QUOTED PASSAGE START

I had always tried not to have any expectations about the day I would meet this woman. But nothing can prepare you for something like this. I guess I kind of envisioned this sliding door opening and there she'd be under lights and we would know instantly that we were related. That idea was far from the truth.
They took me upstairs, saying "Annette is just in here" and walked in.
There was Annette, a young looking woman to have a daughter of 24 years. We were introduced.
Annette began to cry and hugged me. I felt nothing and wished I could start crying on queue as she was.
Then she spoke. "You are so beautiful" I could have left then. If there was anything I ever wanted to hear from her, it was approval. Approval that I had turned out okay, approval that she was glad I was alive. It's hard to describe, but what she said was the most perfect thing she could have said.
After that we went for coffee. We both admitted to each other what a nerve wracking thing meeting each other was. Knowing we were as both as nervous as each other helped to "break the ice". We talked for about three hours. I found out she fell pregnant at 18, and that her mother had made her give me up. She told me how she was sent away to QLD, so that none of her friends or family knew about the pregnancy. When she gave birth to me Annette didn't want to sign the adoption papers, she said she hated her mother for making her do it, and that due to us meeting she was finally able to forgive her mother for what she made her do, 24 years ago.
I had never really thought about what it would have been like from her perspective. For me being adopted was not painful. I loved the family who brought me up- they were my family. However, for Annette the whole experience was nothing but painful. She had married only a year later and had three boys within the space of 7 years. She was devastated that she had not given birth to a girl. She chased the idea of replacing the only girl she had who she had given to another family. Eventually she fell pregnant again and gave birth to a girl. She told me that was the only time she felt something beginning to heal inside of her.

QUOTED PASSAGE END
DATA SHOWN START

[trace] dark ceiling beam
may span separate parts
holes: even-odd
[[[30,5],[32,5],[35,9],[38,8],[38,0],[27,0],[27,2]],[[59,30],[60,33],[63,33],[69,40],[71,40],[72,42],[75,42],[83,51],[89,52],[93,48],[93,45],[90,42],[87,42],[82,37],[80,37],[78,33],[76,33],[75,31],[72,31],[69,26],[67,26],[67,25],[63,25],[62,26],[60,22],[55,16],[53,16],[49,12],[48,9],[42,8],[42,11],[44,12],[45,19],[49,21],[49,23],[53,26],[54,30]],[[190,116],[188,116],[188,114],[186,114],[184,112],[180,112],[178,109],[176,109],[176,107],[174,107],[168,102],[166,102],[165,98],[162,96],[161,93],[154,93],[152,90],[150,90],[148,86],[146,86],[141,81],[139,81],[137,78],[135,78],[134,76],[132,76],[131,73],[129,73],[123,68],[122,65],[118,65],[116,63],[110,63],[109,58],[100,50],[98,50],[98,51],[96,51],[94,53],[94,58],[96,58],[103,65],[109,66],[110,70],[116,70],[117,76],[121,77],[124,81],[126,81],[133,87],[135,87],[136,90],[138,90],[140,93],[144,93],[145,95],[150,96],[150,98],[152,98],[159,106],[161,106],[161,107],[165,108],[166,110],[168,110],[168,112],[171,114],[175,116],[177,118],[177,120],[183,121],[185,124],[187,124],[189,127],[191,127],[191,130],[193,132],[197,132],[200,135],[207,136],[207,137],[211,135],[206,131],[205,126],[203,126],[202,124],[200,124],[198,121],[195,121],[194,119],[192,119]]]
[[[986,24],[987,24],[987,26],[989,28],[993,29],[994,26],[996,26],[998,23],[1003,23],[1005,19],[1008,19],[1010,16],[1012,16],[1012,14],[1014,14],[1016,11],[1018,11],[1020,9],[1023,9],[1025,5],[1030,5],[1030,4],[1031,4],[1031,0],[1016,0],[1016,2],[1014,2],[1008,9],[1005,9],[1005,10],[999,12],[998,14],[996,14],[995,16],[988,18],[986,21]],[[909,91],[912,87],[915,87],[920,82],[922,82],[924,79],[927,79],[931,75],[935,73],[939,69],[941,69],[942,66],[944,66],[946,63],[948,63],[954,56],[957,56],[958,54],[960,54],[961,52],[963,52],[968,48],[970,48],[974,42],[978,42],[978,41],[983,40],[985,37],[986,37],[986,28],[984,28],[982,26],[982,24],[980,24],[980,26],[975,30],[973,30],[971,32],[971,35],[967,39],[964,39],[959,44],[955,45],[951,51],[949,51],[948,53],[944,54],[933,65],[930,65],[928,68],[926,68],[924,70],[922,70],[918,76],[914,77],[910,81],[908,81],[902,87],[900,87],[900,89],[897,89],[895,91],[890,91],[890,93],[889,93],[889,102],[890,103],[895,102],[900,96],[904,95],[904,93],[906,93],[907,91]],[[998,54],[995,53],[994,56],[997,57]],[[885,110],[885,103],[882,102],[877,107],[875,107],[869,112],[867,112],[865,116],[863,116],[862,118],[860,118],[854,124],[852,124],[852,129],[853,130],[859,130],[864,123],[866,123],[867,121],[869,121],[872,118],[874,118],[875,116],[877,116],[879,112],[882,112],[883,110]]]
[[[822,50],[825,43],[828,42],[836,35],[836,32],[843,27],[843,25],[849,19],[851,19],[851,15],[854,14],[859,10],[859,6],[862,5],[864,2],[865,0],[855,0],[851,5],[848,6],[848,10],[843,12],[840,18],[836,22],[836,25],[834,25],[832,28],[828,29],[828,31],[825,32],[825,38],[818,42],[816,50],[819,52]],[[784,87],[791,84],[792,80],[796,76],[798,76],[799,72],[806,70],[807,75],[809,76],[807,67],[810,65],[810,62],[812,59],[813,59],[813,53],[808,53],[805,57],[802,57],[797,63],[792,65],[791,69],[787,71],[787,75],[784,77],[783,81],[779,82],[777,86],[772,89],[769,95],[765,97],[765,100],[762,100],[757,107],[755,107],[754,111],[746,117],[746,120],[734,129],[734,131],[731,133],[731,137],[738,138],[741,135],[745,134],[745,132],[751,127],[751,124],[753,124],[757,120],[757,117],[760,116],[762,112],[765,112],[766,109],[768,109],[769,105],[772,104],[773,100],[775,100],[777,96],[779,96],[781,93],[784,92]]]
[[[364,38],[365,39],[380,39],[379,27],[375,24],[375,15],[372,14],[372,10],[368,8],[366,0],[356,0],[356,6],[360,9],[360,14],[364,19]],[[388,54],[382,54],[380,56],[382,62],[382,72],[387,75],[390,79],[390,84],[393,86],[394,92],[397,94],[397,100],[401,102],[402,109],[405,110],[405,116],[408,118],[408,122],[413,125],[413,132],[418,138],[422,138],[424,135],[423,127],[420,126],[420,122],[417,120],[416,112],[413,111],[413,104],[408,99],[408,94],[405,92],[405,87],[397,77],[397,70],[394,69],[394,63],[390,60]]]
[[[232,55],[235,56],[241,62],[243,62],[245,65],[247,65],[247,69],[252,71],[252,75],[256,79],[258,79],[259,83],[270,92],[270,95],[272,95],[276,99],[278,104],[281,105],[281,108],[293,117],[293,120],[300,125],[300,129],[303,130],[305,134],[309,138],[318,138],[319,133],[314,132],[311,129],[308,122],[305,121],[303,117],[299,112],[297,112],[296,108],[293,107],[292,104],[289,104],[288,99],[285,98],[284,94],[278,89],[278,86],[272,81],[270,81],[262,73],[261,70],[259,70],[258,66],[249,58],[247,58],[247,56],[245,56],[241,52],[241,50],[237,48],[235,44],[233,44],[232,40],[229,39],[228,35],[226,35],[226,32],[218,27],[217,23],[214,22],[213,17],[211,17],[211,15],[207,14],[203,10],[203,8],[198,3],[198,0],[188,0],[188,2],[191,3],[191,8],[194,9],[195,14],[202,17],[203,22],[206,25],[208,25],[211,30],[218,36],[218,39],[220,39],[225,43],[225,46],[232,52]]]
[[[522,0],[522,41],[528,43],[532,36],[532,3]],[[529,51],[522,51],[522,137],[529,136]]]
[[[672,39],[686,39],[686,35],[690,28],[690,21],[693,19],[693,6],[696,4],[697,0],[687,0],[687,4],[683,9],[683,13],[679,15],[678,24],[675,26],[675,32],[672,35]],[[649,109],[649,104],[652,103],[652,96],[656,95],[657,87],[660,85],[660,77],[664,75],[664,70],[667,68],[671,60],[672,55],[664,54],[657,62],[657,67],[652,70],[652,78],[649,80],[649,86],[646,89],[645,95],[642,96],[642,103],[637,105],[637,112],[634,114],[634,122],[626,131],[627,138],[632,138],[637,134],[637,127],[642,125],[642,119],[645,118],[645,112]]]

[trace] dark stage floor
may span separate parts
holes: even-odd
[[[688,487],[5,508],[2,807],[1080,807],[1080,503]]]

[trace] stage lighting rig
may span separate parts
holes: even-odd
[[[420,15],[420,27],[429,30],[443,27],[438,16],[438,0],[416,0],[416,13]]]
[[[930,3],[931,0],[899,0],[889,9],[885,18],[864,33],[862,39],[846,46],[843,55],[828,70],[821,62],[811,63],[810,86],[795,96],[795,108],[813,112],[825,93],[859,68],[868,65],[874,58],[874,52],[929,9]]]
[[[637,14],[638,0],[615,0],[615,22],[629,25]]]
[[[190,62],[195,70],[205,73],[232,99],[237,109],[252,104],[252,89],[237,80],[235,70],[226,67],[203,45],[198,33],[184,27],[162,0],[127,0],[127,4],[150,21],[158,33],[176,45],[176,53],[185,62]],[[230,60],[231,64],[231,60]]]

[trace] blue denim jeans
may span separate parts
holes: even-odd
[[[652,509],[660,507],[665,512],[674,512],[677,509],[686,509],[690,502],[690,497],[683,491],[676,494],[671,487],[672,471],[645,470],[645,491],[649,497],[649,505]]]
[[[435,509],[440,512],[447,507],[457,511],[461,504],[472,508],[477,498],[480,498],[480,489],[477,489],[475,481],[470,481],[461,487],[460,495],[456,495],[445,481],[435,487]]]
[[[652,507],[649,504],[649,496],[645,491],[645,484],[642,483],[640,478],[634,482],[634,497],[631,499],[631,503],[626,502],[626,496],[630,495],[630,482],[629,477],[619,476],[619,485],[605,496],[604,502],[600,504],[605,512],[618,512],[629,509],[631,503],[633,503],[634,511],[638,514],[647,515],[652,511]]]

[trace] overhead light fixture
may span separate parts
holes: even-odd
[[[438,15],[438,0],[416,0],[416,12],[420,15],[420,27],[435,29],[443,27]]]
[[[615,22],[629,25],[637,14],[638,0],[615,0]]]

DATA SHOWN END
DATA SHOWN START

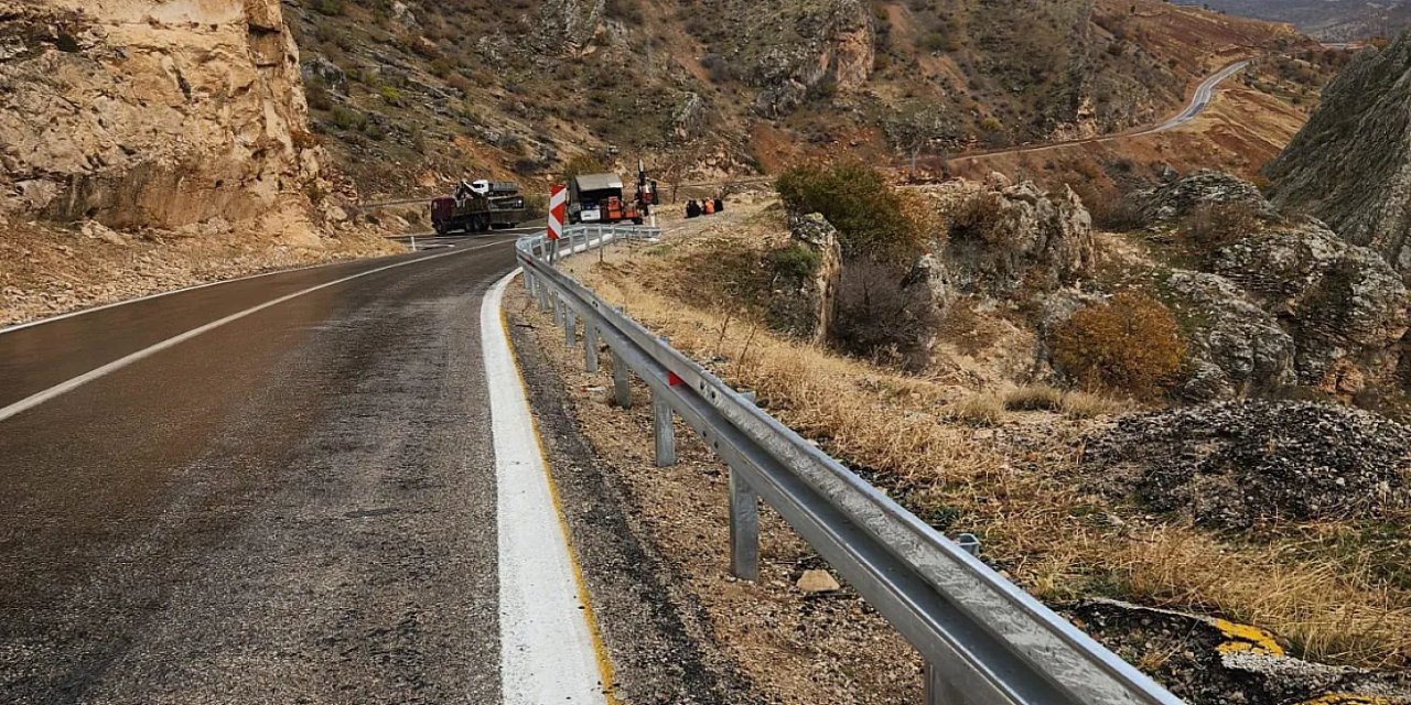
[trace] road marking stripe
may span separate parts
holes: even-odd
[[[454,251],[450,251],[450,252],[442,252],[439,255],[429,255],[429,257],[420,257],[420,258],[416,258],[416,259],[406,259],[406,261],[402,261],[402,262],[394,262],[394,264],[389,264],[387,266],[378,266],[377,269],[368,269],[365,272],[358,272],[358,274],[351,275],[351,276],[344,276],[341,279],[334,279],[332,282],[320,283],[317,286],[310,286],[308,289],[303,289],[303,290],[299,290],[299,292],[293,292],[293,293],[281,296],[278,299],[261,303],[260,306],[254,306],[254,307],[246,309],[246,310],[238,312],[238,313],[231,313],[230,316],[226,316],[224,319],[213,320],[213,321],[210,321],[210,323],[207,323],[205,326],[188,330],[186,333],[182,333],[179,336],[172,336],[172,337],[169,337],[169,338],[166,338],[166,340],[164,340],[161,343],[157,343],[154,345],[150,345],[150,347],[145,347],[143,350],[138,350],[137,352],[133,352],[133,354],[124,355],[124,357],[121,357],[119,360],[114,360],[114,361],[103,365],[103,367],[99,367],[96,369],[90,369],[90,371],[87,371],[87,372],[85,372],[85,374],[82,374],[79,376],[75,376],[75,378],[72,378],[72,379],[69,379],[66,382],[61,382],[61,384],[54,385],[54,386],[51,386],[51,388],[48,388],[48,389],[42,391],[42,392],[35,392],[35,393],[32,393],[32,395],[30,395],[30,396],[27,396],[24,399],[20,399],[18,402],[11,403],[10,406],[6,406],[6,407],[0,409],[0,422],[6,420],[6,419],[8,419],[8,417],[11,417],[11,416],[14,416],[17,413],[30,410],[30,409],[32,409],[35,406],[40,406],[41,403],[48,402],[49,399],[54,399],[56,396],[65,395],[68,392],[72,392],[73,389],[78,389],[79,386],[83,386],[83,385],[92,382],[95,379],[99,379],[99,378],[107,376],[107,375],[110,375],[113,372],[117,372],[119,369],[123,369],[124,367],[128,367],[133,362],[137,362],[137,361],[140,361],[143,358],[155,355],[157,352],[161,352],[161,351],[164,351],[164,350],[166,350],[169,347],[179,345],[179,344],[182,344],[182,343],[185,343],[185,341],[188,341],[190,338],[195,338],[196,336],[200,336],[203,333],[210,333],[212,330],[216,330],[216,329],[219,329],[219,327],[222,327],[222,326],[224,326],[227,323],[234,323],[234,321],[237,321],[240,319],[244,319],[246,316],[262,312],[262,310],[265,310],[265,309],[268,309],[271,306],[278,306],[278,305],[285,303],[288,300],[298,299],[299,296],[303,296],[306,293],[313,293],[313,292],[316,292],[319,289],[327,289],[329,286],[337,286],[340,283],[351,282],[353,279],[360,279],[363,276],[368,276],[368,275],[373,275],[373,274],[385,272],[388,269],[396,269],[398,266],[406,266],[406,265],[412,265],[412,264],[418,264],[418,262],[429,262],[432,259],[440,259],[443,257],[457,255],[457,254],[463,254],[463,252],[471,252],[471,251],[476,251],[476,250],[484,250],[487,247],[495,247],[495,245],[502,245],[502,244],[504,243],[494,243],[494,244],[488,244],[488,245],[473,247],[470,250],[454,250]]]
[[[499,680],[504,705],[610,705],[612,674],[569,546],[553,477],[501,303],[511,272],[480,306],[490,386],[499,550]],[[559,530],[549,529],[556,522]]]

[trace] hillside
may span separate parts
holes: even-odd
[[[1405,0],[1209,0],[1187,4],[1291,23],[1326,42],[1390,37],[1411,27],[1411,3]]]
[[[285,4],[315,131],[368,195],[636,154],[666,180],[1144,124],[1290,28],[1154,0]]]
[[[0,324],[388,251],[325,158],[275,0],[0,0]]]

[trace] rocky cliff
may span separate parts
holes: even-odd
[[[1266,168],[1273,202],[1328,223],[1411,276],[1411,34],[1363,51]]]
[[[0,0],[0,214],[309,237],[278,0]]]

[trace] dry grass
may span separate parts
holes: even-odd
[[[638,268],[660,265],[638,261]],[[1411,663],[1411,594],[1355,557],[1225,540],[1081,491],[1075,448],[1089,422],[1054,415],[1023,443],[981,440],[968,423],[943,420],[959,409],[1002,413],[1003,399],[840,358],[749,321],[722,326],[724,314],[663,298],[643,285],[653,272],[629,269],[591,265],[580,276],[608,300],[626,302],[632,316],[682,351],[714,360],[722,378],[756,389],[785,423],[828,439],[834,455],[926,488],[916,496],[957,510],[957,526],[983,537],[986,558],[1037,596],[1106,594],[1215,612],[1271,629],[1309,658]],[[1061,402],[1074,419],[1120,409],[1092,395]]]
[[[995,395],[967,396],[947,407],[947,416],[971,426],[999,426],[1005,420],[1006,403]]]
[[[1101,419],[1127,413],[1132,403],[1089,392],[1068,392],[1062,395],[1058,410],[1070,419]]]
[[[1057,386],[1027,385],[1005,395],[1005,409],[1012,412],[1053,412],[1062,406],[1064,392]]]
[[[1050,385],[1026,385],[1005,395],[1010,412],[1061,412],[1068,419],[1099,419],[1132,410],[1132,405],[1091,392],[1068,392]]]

DATA SHOWN END
DATA SHOWN START

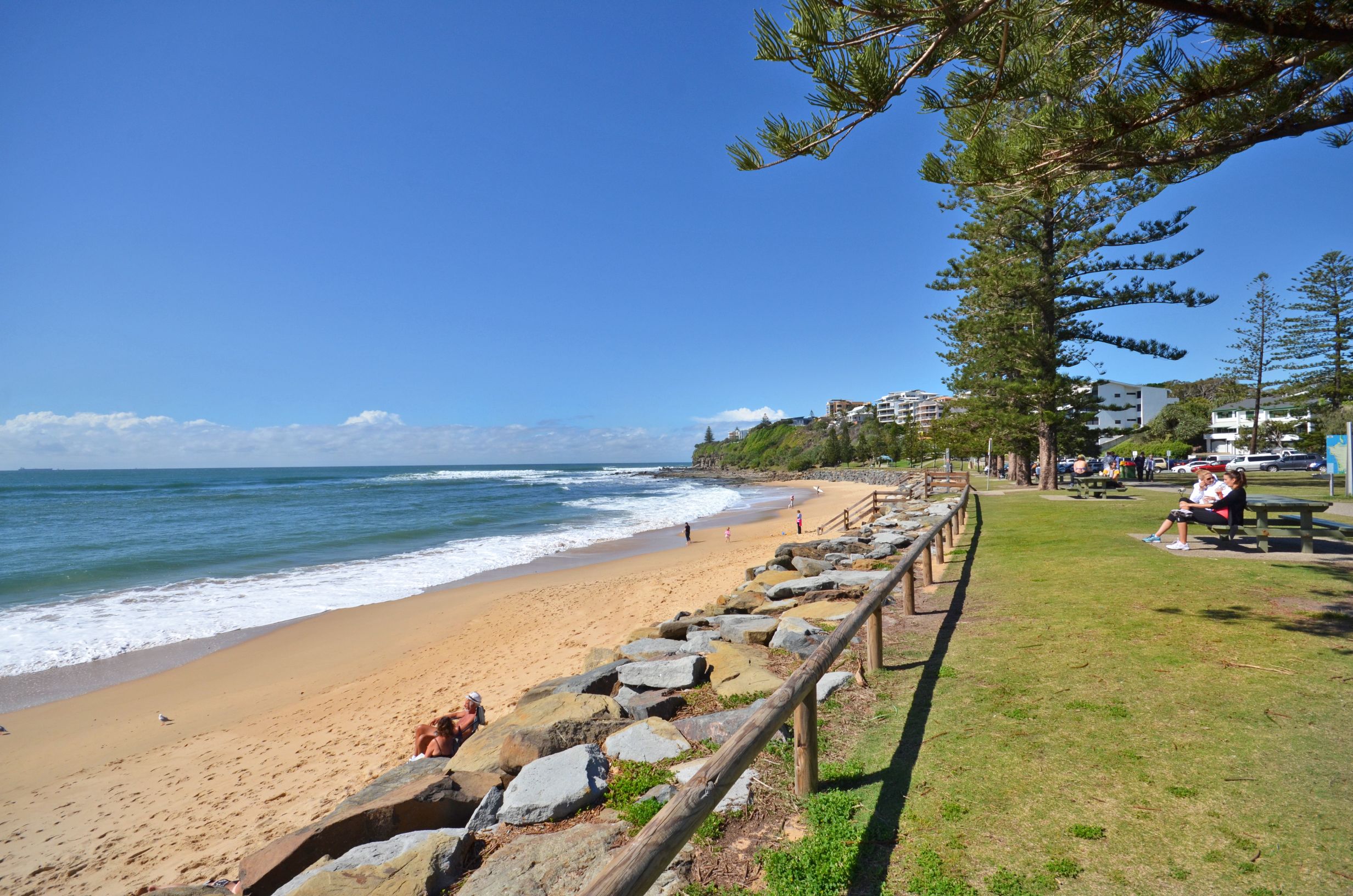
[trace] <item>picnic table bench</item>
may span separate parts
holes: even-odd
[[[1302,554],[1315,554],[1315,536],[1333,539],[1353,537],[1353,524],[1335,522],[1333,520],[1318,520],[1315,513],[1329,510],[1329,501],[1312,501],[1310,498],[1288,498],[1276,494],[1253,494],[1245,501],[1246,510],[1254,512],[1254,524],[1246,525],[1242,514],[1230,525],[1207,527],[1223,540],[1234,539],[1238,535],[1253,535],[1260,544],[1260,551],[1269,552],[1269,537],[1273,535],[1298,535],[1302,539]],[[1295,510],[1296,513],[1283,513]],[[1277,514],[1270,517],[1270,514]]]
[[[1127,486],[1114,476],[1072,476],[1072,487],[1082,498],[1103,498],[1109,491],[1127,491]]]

DATA SHOWN END

## TASK DETAILS
Answer these questions about the account of meeting Annette above:
1. What were the first words Annette spoke at the meeting?
2. At what age did Annette fall pregnant?
3. How many sons did Annette have after marrying, and over what span of time?

## TASK OUTPUT
1. "You are so beautiful"
2. 18
3. Three boys, within the space of 7 years